* [Exercise objective] Every line from the one with "target | elephant eyelash" to the one with "target | skin fold", including those two, is to be copied exactly; all other lines of the entries below are left out.

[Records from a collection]
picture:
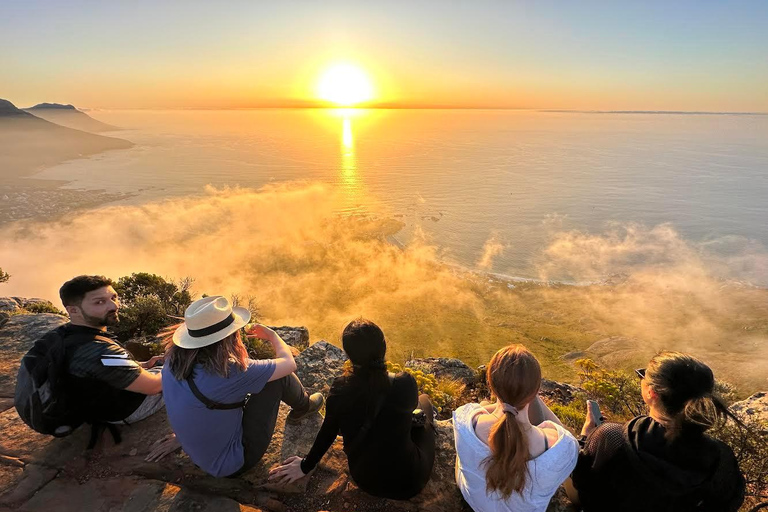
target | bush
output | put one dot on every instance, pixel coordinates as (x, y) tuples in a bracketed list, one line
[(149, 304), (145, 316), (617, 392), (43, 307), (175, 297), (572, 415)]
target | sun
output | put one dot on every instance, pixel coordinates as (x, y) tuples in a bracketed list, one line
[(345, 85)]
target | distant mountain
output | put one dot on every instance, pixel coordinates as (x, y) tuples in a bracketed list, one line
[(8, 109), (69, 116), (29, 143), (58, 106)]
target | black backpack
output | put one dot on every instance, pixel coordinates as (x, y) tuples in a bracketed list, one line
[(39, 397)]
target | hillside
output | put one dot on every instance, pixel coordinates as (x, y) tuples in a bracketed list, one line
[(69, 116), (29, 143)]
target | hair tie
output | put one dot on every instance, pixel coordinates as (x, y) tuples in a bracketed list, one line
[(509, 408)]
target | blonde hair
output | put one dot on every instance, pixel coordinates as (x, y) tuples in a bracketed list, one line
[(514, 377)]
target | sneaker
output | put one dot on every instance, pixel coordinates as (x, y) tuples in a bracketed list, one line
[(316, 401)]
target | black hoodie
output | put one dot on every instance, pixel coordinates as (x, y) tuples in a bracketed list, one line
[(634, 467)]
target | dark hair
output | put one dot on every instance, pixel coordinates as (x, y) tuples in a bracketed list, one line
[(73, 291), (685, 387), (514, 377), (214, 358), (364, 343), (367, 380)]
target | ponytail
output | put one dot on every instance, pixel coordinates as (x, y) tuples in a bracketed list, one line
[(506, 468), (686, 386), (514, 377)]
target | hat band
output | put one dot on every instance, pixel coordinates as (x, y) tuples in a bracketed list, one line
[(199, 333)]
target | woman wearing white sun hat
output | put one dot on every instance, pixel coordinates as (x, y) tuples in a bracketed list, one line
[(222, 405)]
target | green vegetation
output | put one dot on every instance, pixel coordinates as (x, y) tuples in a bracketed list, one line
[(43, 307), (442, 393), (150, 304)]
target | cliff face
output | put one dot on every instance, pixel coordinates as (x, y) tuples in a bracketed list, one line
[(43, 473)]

* * *

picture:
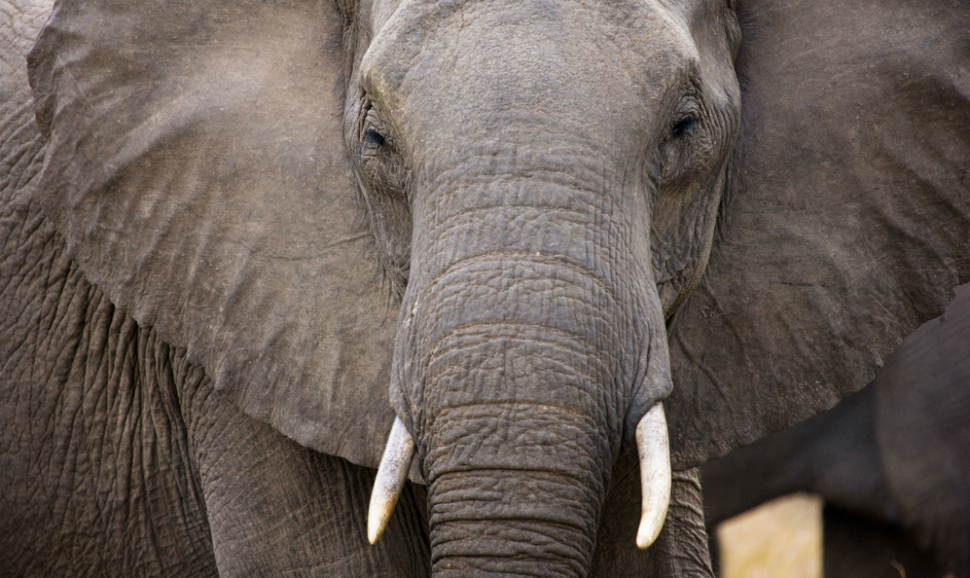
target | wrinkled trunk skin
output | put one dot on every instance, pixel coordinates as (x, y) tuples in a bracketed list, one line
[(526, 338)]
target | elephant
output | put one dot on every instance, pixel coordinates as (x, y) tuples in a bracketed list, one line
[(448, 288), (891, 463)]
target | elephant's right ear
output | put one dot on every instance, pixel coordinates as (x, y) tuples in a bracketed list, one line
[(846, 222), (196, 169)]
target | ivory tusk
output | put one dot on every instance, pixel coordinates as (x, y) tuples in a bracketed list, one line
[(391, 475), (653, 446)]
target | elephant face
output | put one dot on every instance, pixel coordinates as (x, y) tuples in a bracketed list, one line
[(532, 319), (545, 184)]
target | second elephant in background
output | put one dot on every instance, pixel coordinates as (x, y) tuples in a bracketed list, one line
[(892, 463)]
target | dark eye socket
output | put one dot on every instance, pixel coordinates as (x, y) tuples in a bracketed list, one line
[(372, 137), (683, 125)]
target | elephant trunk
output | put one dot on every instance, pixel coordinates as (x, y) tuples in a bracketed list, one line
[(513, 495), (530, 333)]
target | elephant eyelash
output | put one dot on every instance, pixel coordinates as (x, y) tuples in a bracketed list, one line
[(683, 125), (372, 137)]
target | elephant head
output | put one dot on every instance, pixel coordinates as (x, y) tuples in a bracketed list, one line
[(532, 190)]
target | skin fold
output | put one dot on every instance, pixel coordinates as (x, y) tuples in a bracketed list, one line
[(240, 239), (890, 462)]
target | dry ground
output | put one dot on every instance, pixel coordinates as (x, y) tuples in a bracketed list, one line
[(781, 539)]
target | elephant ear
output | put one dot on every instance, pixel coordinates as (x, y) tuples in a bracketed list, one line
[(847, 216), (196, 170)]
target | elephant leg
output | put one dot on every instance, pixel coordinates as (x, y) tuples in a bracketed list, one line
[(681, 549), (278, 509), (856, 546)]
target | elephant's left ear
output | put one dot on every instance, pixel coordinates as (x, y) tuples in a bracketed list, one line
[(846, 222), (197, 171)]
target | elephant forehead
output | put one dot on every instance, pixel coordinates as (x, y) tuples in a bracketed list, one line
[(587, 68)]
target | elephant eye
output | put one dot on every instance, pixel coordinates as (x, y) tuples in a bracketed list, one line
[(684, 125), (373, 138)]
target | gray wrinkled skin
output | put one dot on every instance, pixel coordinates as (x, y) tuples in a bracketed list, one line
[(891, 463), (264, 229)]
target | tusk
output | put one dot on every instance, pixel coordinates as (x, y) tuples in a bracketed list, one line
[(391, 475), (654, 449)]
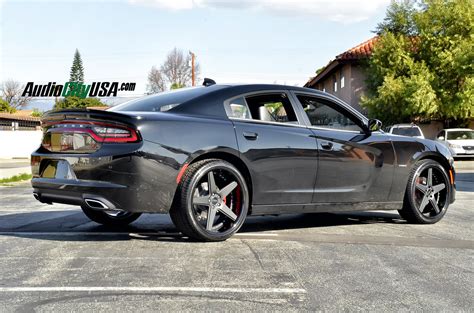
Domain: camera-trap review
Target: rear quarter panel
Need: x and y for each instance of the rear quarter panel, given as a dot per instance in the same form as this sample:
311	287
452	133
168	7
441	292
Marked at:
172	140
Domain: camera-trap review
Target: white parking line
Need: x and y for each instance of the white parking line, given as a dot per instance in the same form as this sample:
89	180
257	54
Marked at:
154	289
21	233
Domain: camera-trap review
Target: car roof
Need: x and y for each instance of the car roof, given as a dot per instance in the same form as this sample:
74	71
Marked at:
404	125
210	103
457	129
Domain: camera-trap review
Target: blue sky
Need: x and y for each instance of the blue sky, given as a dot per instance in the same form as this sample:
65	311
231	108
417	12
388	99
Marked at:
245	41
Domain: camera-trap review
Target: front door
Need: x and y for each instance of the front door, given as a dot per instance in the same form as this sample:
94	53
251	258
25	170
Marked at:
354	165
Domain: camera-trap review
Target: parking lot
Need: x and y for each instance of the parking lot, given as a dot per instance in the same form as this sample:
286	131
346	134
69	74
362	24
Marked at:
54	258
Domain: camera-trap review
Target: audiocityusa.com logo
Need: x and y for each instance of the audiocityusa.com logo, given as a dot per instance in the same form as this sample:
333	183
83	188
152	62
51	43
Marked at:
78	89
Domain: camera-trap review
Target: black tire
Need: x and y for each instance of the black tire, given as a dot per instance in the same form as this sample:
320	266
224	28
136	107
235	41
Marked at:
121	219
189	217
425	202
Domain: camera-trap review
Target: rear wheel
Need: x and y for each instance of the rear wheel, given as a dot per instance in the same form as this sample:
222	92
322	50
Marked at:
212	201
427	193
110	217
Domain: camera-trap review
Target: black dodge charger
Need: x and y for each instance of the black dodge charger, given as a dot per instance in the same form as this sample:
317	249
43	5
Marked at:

* [Task response]
target | elephant eyelash
output | put one dot on every instance, pixel coordinates as (x, y) tuples in a bracketed list, one line
[(683, 125), (372, 137)]
target | elephant head
output | put one dot on every instance, pixel coordinates as (x, y) tuples in a bracketed list, one line
[(532, 190)]
target | skin fold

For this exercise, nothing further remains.